• **Task**: Identify each line in the items below that contains the word "positive", and copy those lines in full.

• **Data listing**:
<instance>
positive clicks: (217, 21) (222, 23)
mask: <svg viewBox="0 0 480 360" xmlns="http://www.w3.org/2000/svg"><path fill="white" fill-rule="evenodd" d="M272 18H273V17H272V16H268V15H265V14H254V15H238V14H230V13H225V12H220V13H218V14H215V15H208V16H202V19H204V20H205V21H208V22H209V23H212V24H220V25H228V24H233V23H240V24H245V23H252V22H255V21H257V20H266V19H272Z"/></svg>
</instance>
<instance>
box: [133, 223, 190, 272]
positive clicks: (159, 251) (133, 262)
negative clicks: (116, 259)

==

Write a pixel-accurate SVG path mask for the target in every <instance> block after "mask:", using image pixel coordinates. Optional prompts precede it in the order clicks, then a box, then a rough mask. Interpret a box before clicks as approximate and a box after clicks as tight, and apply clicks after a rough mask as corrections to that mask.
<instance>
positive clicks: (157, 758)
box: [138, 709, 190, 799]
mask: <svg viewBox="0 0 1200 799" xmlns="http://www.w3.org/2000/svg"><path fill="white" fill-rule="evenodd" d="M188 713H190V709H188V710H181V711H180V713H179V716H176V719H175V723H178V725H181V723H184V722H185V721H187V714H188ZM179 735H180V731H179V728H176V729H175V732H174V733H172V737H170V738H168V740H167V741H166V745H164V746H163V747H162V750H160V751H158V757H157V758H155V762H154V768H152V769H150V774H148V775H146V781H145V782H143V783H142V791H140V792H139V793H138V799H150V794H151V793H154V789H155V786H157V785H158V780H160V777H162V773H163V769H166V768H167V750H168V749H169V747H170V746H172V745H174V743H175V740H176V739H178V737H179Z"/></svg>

==

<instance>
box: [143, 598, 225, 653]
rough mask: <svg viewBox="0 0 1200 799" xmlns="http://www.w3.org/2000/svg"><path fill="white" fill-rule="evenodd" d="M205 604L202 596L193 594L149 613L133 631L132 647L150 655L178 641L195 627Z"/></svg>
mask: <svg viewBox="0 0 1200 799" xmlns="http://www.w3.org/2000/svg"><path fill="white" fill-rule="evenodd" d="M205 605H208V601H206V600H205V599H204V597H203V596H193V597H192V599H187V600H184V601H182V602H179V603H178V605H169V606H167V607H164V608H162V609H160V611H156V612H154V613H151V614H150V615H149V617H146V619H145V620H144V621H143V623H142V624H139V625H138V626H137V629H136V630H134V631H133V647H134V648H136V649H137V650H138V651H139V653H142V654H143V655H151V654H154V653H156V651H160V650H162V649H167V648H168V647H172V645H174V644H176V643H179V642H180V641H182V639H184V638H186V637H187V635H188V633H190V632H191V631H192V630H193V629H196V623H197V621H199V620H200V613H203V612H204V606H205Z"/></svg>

• **Exercise answer**:
positive clicks: (217, 21) (222, 23)
positive clicks: (159, 251) (133, 262)
positive clicks: (157, 758)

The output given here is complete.